— Excerpted text —
This is not from a blade guy, but...
Jacobs, of windmill fame, grandson (?) was interviewed years ago.
He was at the N or S pole, and one of the first mills was STILL spinning!
No maintainace or anything. Wow.
Anyway, he said it was decided way back that an odd number of blades was always best. I think he said why, but I do not recall.
This is what I have been doing. Beats working!
My high torque 5-blade gets noisy and stalls at low RPMs with no load.
Low RPM still being pretty fast.
A 20" box fan blade.
My 3-blade 27" ZubWoofer takes a little more to get it started but not much.
It has gotten loud, but not stalled.
No steady wind after it was finished.
It is 12" active blade, 5" hub, 25' root, 8' tip.
My 4-blade, same as above, starts just a tad easier, but takes a noticably longer gust to get to speed.
Seems to top out a little slower than the 3 blade.
Again, no steady wind after it was finished.
All that is no load.
The 3 and 4 blades go a LOT faster than the 5 blade, but they are not the same either.
The testing was in the same place in a few minutes, one at a time, in low but gusty winds.
All the same height, but the PVCs were hand held, the 20" was on a short 'tower' with a tail.

— Given information —
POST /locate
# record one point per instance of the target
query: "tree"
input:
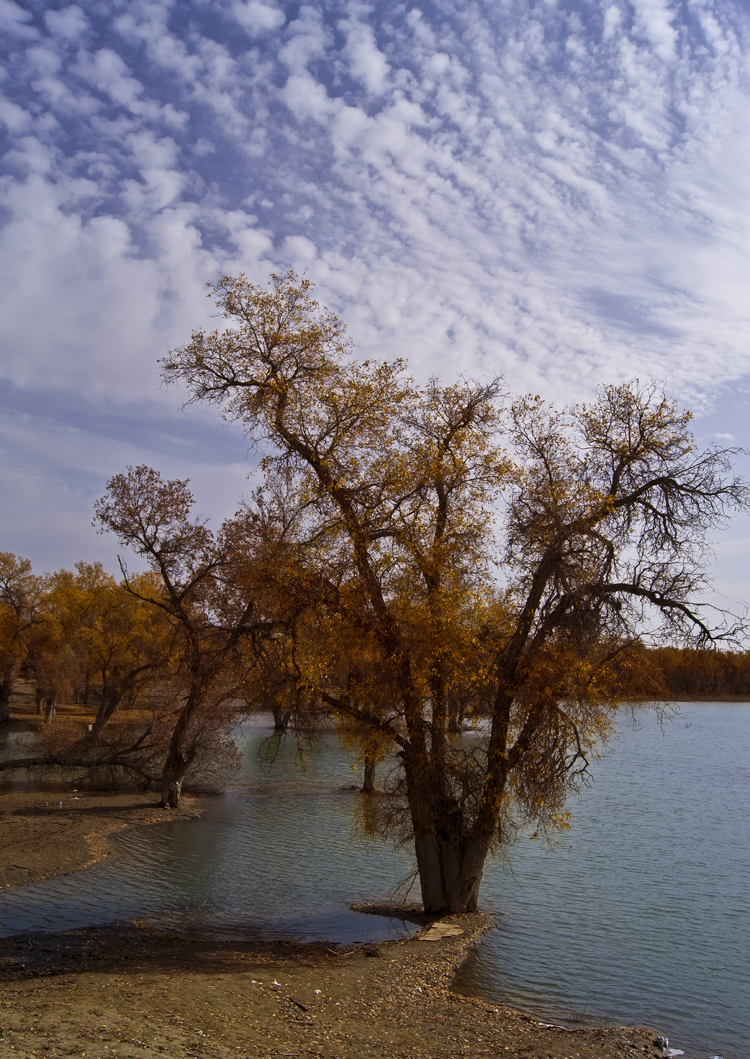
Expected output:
(119, 642)
(20, 595)
(454, 550)
(210, 612)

— Objectives —
**a)** From the windmill blade post, write out the part that opens with the words containing "No maintainace or" and closes with "Again, no steady wind after it was finished.".
**b)** Name each rotor the windmill blade post says was tested, with its number of blades.

— Full answers —
**a)**
No maintainace or anything. Wow.
Anyway, he said it was decided way back that an odd number of blades was always best. I think he said why, but I do not recall.
This is what I have been doing. Beats working!
My high torque 5-blade gets noisy and stalls at low RPMs with no load.
Low RPM still being pretty fast.
A 20" box fan blade.
My 3-blade 27" ZubWoofer takes a little more to get it started but not much.
It has gotten loud, but not stalled.
No steady wind after it was finished.
It is 12" active blade, 5" hub, 25' root, 8' tip.
My 4-blade, same as above, starts just a tad easier, but takes a noticably longer gust to get to speed.
Seems to top out a little slower than the 3 blade.
Again, no steady wind after it was finished.

**b)**
- The 5-blade, a 20" box fan blade
- The 3-blade 27" ZubWoofer
- The 4-blade, built the same as the 3-blade